━━━ Material shown ━━━
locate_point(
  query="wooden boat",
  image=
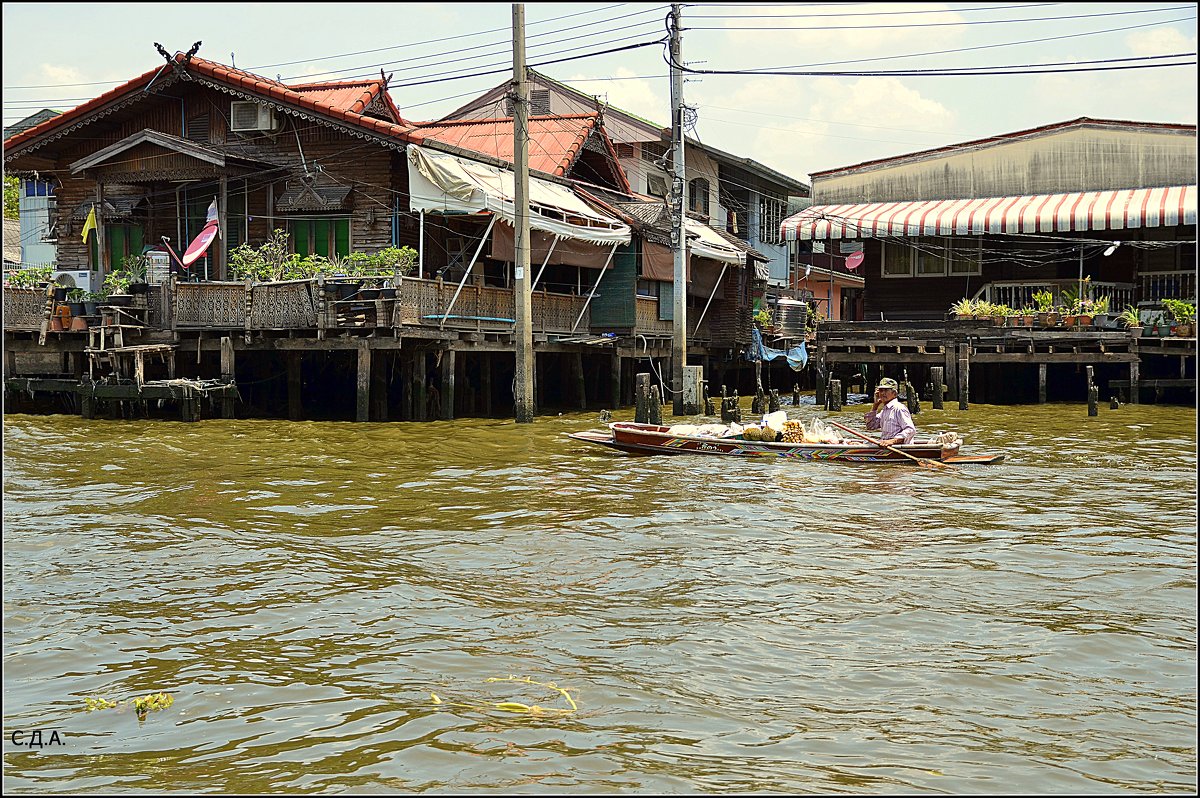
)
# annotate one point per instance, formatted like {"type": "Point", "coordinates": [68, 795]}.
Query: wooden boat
{"type": "Point", "coordinates": [654, 439]}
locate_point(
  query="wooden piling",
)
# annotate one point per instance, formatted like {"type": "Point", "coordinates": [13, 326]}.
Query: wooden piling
{"type": "Point", "coordinates": [964, 375]}
{"type": "Point", "coordinates": [655, 406]}
{"type": "Point", "coordinates": [363, 408]}
{"type": "Point", "coordinates": [295, 405]}
{"type": "Point", "coordinates": [449, 366]}
{"type": "Point", "coordinates": [834, 394]}
{"type": "Point", "coordinates": [642, 399]}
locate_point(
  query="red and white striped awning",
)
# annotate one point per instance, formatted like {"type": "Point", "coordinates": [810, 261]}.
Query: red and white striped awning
{"type": "Point", "coordinates": [1075, 211]}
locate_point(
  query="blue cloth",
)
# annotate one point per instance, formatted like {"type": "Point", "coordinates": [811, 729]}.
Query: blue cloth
{"type": "Point", "coordinates": [797, 357]}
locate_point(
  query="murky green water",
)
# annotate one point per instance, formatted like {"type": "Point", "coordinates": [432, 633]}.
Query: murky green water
{"type": "Point", "coordinates": [723, 625]}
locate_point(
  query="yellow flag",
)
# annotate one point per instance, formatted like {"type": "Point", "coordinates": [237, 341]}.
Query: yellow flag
{"type": "Point", "coordinates": [90, 223]}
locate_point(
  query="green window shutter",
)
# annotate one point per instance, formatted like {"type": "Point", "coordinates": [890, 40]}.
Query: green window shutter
{"type": "Point", "coordinates": [300, 231]}
{"type": "Point", "coordinates": [321, 237]}
{"type": "Point", "coordinates": [342, 233]}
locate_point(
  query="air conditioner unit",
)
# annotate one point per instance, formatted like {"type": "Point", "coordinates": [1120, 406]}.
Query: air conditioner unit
{"type": "Point", "coordinates": [247, 117]}
{"type": "Point", "coordinates": [73, 279]}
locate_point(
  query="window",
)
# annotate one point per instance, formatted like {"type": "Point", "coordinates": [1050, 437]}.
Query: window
{"type": "Point", "coordinates": [697, 196]}
{"type": "Point", "coordinates": [965, 257]}
{"type": "Point", "coordinates": [323, 237]}
{"type": "Point", "coordinates": [897, 259]}
{"type": "Point", "coordinates": [771, 217]}
{"type": "Point", "coordinates": [655, 185]}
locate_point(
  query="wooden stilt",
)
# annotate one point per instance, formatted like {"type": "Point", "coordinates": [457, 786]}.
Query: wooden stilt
{"type": "Point", "coordinates": [295, 401]}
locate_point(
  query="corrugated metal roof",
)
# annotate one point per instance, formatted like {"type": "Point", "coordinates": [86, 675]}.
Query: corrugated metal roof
{"type": "Point", "coordinates": [1071, 211]}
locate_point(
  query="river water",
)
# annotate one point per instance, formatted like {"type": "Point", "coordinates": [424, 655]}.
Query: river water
{"type": "Point", "coordinates": [304, 589]}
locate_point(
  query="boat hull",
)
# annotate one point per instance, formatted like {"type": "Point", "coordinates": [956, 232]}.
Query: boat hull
{"type": "Point", "coordinates": [654, 439]}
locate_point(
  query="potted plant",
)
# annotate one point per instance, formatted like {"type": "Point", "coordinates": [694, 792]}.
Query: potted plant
{"type": "Point", "coordinates": [1132, 321]}
{"type": "Point", "coordinates": [136, 270]}
{"type": "Point", "coordinates": [117, 288]}
{"type": "Point", "coordinates": [1047, 313]}
{"type": "Point", "coordinates": [75, 301]}
{"type": "Point", "coordinates": [964, 309]}
{"type": "Point", "coordinates": [1183, 315]}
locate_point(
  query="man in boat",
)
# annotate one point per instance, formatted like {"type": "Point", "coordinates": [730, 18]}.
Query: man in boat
━━━
• [Exercise prompt]: Write the listing out a second time exactly, dropping all images.

• [Result]:
locate_point(
  query="wooden boat",
  image=
)
# annotate one point per instance, formatted like {"type": "Point", "coordinates": [68, 795]}.
Query: wooden boat
{"type": "Point", "coordinates": [654, 439]}
locate_point(
  query="wooden piling",
)
# annotate one point per instance, formatted like {"type": "Point", "coordinates": [13, 326]}.
Query: wooden piling
{"type": "Point", "coordinates": [964, 375]}
{"type": "Point", "coordinates": [655, 406]}
{"type": "Point", "coordinates": [363, 408]}
{"type": "Point", "coordinates": [295, 405]}
{"type": "Point", "coordinates": [449, 366]}
{"type": "Point", "coordinates": [834, 394]}
{"type": "Point", "coordinates": [642, 399]}
locate_point(
  query="red and white striped awning",
)
# annotate one point per instance, formatted like {"type": "Point", "coordinates": [810, 261]}.
Query: red and white striped awning
{"type": "Point", "coordinates": [1075, 211]}
locate_point(
  query="blue cloth",
)
# annotate one point per instance, formatted like {"type": "Point", "coordinates": [811, 729]}.
Query: blue cloth
{"type": "Point", "coordinates": [797, 357]}
locate_point(
  query="murky green water",
)
# annotate one point per instance, formatted like {"type": "Point", "coordinates": [432, 633]}.
Query: murky green water
{"type": "Point", "coordinates": [723, 625]}
locate_point(
  query="yellow flag",
)
# annotate one point per instance, formatted like {"type": "Point", "coordinates": [237, 341]}.
Query: yellow flag
{"type": "Point", "coordinates": [90, 223]}
locate_point(
  query="green window shutter",
)
# annotate one point per instance, formatted like {"type": "Point", "coordinates": [890, 40]}.
Query: green window shutter
{"type": "Point", "coordinates": [300, 231]}
{"type": "Point", "coordinates": [321, 237]}
{"type": "Point", "coordinates": [342, 233]}
locate_point(
  query="air conditioner unit",
)
# annotate one point per instance, formatted like {"type": "Point", "coordinates": [1120, 406]}.
Query: air conditioner unit
{"type": "Point", "coordinates": [247, 117]}
{"type": "Point", "coordinates": [73, 279]}
locate_point(
  query="window",
)
# annotate one point per instance, formatted like {"type": "Point", "coordinates": [1050, 437]}.
Query: window
{"type": "Point", "coordinates": [697, 196]}
{"type": "Point", "coordinates": [965, 257]}
{"type": "Point", "coordinates": [323, 237]}
{"type": "Point", "coordinates": [897, 259]}
{"type": "Point", "coordinates": [771, 217]}
{"type": "Point", "coordinates": [655, 185]}
locate_point(
  query="wooden stilt",
)
# annotate one point per instance, formatted like {"type": "Point", "coordinates": [457, 786]}.
Query: wooden stilt
{"type": "Point", "coordinates": [295, 401]}
locate_point(
  query="corrugated metal roof",
)
# annotate one point per instance, formatted like {"type": "Point", "coordinates": [86, 675]}.
Query: corrugated metal roof
{"type": "Point", "coordinates": [1071, 211]}
locate_point(
  query="river water",
)
# annotate one point per instance, formatted like {"type": "Point", "coordinates": [424, 655]}.
Query: river water
{"type": "Point", "coordinates": [304, 589]}
locate_point(
  query="boat hull",
)
# annotate one point per instance, formatted like {"type": "Point", "coordinates": [956, 232]}.
Query: boat hull
{"type": "Point", "coordinates": [654, 439]}
locate_point(
  query="potted plant",
)
# annotate one point per instance, formatted like {"type": "Point", "coordinates": [694, 792]}.
Query: potted plant
{"type": "Point", "coordinates": [1132, 321]}
{"type": "Point", "coordinates": [136, 270]}
{"type": "Point", "coordinates": [117, 288]}
{"type": "Point", "coordinates": [1047, 313]}
{"type": "Point", "coordinates": [75, 301]}
{"type": "Point", "coordinates": [964, 309]}
{"type": "Point", "coordinates": [1183, 315]}
locate_point(
  query="man in boat",
)
# annotate one point per instance, formatted like {"type": "Point", "coordinates": [730, 18]}.
Query: man in boat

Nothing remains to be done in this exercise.